start Selected passage
Throughout the book, Kai-Fu Lee tends to repeat something akin to a mantra about AI, which the reader understands as one of the book’s key take-aways: successful AI systems require 3 things - large amounts of data, computing power, engineers/know-how. Kai-Fu Lee covers each of these aspects in depth in order to support his narrative that competition over AI is at the heart of wider US-China competition and that the skillful application of AI will be China's chance to surpass the US. He describes what he sees as the 4 waves of AI: internet AI, business AI, perception AI, autonomous AI and argues that within 5 years, China will have an advantage of the US in internet AI.

The book nonetheless falls short on several accounts: the reader cannot help but think that the author is a little bit too enthusiastic about AI in general, going over key issues such as the future of jobs, inequality and privacy a bit too casually.

Indeed past technological shocks on society did not happen at the same pace as what is bound to happen with AI: based on current trends, AI will technically be able to replace 50% of jobs in the US within the next 15 years. Even though AI will create new, mostly high-skilled jobs, massive unemployment and poverty among low-skilled workers is a real societal risk, all the while AI tycoons will accumulate astronomical wealth. It is unfortunate that the author does not spend time reflecting upon what this means in terms of up-skilling, training and education policy.

These trends should logically force us to rethink wealth distribution via a revamped taxation system involving taxes on AI while enabling humans to continue creating value for society. The author does attempt to address the idea of a Universal Basic Income, though he does not really believe in the concept. Instead, the author thinks that wealth redistribution through an eventual tax on AI should be used to reinforce salaries and conditions of those existing and new professions that will likely always necessitate a human touch (e.g. health and social work). That is not an uninteresting idea but the author spends too little time on the matter to do it justice.

Finally, the book really fails to acknowledge and provide solutions to AI-related issues of privacy and ethics. The author seems to discard those as mere trade-offs, pointing to the fact that in China people have been far more accepting of having their faces captured and digitized into data, thus trading some privacy for convenience. The author also fails to engage with the related need to address biases in AI systems. Deep learning processes are very impressive but if a machine learns without a built-in ethical system, it will inevitably be biased, for instance towards making profits regardless of human and/or environmental costs. Indeed, the environmental impact of AI is something that is conspicuously absent from the book. As a result, though the book provides some fascinating insights about the field of AI, it remains paradoxically out-of-touch and disconnected from the reality of those risks and challenges that are central to the so-called "New World Order", as it enters the second decade of the 21st century.
end Selected passage
start Entries supplied
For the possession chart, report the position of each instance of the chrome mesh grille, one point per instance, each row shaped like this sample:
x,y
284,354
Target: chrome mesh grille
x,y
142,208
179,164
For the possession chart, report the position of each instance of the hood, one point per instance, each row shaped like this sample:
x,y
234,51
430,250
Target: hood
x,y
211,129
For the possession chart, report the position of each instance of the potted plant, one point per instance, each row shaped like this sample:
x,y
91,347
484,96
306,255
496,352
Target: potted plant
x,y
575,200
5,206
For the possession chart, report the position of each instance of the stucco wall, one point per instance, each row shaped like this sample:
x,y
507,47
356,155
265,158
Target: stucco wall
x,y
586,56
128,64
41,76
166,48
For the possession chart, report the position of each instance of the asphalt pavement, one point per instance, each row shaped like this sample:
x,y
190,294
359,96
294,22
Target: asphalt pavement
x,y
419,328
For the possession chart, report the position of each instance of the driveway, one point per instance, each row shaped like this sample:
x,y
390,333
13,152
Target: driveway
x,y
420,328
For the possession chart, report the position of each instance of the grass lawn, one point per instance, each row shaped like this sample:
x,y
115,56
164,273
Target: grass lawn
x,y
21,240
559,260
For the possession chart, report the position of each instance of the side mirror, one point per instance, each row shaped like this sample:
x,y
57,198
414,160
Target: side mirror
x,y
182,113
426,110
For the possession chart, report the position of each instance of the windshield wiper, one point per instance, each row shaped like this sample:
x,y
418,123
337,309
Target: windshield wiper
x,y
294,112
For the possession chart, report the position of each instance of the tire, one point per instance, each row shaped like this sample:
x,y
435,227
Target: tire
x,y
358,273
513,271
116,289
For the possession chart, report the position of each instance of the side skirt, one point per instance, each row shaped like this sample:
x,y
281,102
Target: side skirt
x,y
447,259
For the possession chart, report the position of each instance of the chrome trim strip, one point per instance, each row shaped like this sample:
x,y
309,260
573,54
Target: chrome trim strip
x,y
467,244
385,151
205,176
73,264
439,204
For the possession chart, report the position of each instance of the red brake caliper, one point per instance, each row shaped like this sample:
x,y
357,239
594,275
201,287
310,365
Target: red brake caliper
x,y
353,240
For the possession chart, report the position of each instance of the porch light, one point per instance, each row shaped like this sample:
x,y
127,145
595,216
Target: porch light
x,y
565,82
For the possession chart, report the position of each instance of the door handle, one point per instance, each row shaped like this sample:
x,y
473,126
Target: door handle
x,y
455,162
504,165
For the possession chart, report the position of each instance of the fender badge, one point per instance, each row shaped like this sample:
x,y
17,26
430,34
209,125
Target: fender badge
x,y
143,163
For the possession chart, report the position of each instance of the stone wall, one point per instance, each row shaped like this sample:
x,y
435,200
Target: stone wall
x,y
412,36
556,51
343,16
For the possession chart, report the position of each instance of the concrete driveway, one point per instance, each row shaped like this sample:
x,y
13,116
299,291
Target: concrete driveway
end Entries supplied
• **Problem statement**
Translate this sentence from the book review above into Spanish: "The author does attempt to address the idea of a Universal Basic Income, though he does not really believe in the concept."

• **Answer to this problem**
El autor sí intenta abordar la idea de una Renta Básica Universal, aunque en realidad no cree en el concepto.